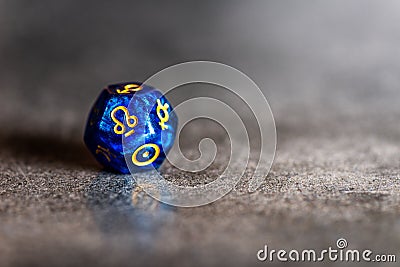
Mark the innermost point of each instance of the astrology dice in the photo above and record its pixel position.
(130, 124)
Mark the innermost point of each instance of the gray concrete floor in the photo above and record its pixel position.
(330, 71)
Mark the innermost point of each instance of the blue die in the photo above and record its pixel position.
(142, 116)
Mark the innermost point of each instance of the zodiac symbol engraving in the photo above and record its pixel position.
(131, 121)
(145, 155)
(105, 152)
(130, 88)
(165, 118)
────────────────────────────────────────
What the task requires: Print the records word for word and exclude any picture they hold.

Result of this task:
Mark the innermost point of each instance of the astrology dice in the photo above and record its pixel position.
(130, 124)
Mark the innermost point of each instance of the gray concrete floor in the photo above and record its pixel position.
(330, 71)
Mark the innermost point of each instance of the blue die in the photo above and record its pixel position.
(142, 116)
Mark the innermost point of each instance of the zodiac symbol engraving in the photo above and record its pixel position.
(131, 121)
(145, 155)
(105, 152)
(130, 88)
(165, 118)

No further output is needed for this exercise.